* _Task goal_
Copy every line from the one that holds "In the photo above, where can the fingernail" to the end of the records below, exactly and with nothing else, but without any pictures.

☆ ☆ ☆ ☆ ☆

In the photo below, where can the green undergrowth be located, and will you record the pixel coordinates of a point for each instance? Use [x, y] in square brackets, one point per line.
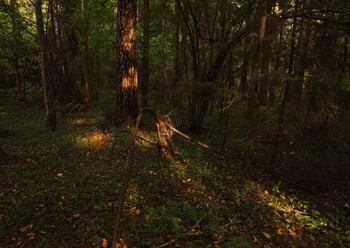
[61, 189]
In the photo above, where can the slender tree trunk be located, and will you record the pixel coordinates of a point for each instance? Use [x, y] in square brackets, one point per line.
[126, 106]
[286, 95]
[244, 74]
[16, 37]
[272, 90]
[84, 35]
[145, 58]
[266, 55]
[49, 101]
[253, 101]
[176, 77]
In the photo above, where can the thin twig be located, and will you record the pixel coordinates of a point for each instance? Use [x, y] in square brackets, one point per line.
[203, 145]
[116, 232]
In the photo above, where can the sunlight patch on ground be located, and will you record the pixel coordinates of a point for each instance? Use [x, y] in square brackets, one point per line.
[84, 121]
[94, 141]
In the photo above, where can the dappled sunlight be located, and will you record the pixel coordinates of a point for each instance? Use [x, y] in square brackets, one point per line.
[94, 141]
[84, 121]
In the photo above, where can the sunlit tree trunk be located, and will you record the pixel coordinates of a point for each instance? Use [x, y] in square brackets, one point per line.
[277, 63]
[244, 73]
[48, 86]
[286, 95]
[266, 55]
[253, 101]
[176, 77]
[126, 106]
[84, 35]
[145, 52]
[302, 53]
[17, 38]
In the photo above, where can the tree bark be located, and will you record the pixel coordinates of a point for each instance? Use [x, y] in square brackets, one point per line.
[16, 38]
[253, 101]
[145, 58]
[84, 35]
[126, 104]
[48, 86]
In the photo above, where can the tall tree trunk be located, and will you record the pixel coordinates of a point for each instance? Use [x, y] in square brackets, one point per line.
[126, 105]
[286, 95]
[301, 63]
[244, 74]
[17, 38]
[253, 101]
[176, 77]
[272, 91]
[84, 35]
[265, 59]
[49, 101]
[145, 52]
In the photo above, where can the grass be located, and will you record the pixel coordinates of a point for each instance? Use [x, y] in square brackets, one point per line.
[61, 189]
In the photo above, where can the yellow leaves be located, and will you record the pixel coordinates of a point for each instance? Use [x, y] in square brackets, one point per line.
[97, 207]
[104, 243]
[31, 235]
[268, 236]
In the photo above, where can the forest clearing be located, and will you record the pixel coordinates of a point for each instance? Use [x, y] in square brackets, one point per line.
[183, 123]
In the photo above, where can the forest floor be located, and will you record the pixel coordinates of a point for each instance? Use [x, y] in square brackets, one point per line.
[61, 189]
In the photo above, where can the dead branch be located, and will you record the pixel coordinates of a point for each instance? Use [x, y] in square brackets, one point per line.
[204, 145]
[116, 232]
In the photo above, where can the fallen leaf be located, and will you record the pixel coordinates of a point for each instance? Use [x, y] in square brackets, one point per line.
[104, 243]
[268, 236]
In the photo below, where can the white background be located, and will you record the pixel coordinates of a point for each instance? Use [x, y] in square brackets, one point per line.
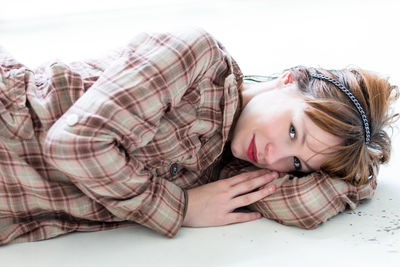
[264, 37]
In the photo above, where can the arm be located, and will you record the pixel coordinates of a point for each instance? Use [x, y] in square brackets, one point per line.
[304, 202]
[95, 141]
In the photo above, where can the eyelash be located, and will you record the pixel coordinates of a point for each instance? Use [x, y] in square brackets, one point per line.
[296, 161]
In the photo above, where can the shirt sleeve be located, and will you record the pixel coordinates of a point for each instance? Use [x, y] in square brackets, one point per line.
[308, 201]
[305, 202]
[96, 140]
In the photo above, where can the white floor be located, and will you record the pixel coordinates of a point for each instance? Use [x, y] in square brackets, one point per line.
[264, 37]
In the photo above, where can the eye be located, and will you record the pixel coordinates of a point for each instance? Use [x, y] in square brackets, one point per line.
[292, 131]
[296, 164]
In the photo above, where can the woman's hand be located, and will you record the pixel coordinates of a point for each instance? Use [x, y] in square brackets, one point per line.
[213, 204]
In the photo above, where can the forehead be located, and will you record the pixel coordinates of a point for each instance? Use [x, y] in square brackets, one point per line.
[317, 144]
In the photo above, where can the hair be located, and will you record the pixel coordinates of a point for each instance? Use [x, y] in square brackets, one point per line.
[333, 111]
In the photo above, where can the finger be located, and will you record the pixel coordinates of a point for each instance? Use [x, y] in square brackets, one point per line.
[239, 217]
[252, 184]
[250, 198]
[246, 176]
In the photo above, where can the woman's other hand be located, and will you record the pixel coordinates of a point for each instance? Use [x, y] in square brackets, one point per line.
[213, 204]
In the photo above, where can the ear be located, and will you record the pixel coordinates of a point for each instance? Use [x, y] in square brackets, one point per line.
[286, 78]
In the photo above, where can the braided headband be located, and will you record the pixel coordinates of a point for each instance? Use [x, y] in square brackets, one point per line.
[352, 98]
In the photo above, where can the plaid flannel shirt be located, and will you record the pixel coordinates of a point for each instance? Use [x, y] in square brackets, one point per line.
[103, 143]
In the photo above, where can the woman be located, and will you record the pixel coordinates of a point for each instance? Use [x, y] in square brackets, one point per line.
[142, 135]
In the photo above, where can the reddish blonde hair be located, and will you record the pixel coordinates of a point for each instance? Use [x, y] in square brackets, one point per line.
[333, 111]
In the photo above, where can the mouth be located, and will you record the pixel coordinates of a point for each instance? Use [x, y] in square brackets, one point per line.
[252, 151]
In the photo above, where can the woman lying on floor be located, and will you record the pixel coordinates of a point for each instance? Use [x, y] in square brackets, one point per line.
[167, 132]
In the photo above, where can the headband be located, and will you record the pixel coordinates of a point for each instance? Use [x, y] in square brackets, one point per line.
[352, 98]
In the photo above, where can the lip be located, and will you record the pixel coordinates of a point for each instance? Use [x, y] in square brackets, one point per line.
[252, 150]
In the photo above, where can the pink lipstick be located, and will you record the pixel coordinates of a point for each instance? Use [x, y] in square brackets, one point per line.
[252, 151]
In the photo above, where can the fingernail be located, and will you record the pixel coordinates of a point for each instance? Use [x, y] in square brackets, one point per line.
[271, 189]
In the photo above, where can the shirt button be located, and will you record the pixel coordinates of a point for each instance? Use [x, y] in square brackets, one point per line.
[72, 119]
[174, 169]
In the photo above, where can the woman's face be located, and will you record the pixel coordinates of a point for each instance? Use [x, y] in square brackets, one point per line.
[273, 131]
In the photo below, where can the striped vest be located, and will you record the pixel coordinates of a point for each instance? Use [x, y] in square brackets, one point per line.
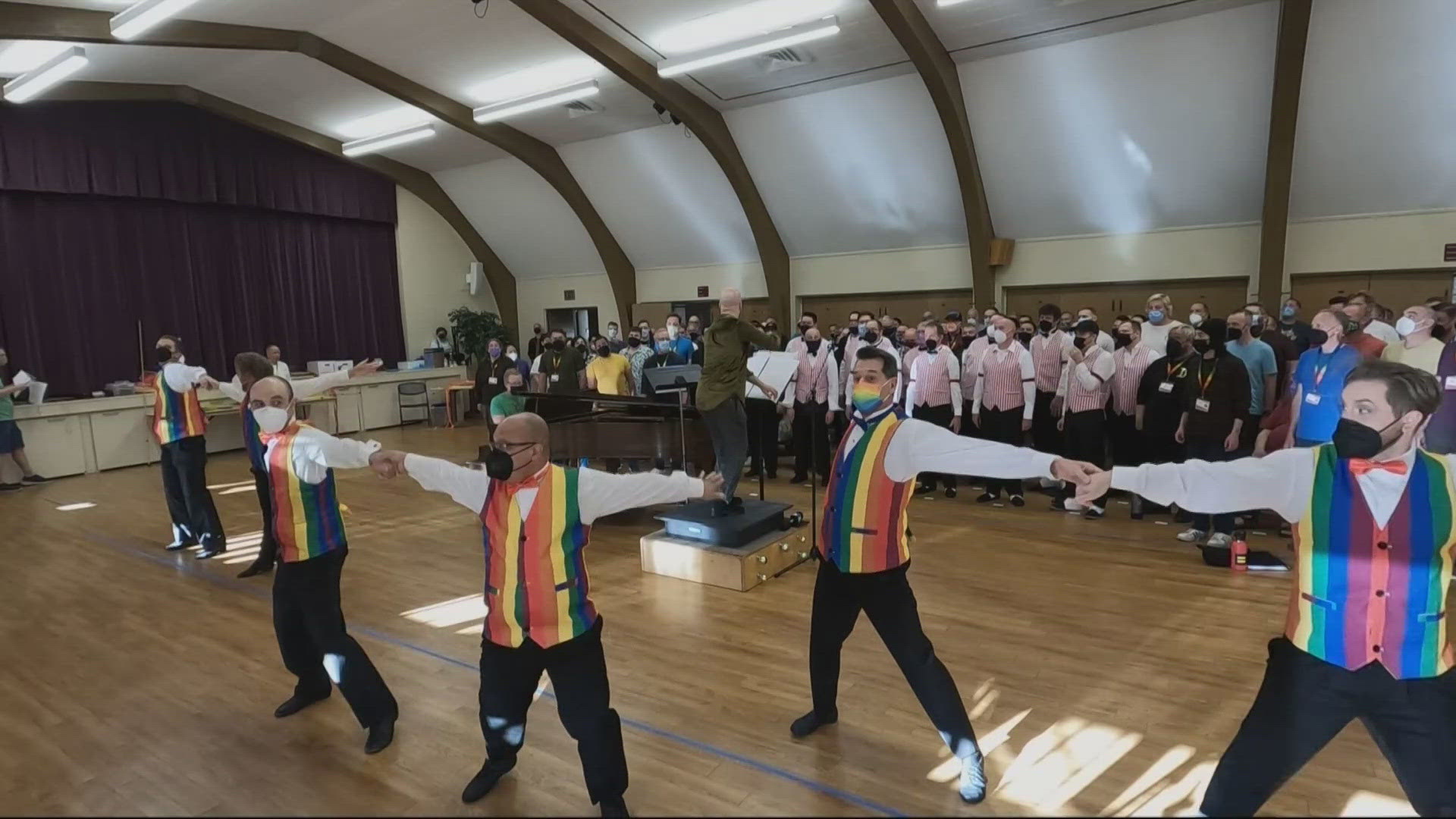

☆ ☆ ☆ ☆ ☆

* _Answer to this exercise_
In the photo above, where can the fingernail be located, and will you record the pixel coordinates of a point for each instance? Use [x, y] in square brackets, one point per line.
[271, 189]
In the photo above, where can the shirt button be located, and will you record the pixel coordinates of a point for each instance? Use [x, y] in square brackets, one point per line.
[72, 119]
[174, 169]
In the photo above, where can the woman's face be located, and will you record the pixel coordinates of a point for each instance? Use [x, y] in square brackets, one point per line.
[273, 131]
In the photo below, where can the striped vest be located, and will you record the pixel coordinates of a point for each instance? Use [x, y] in square brackets, one point per line.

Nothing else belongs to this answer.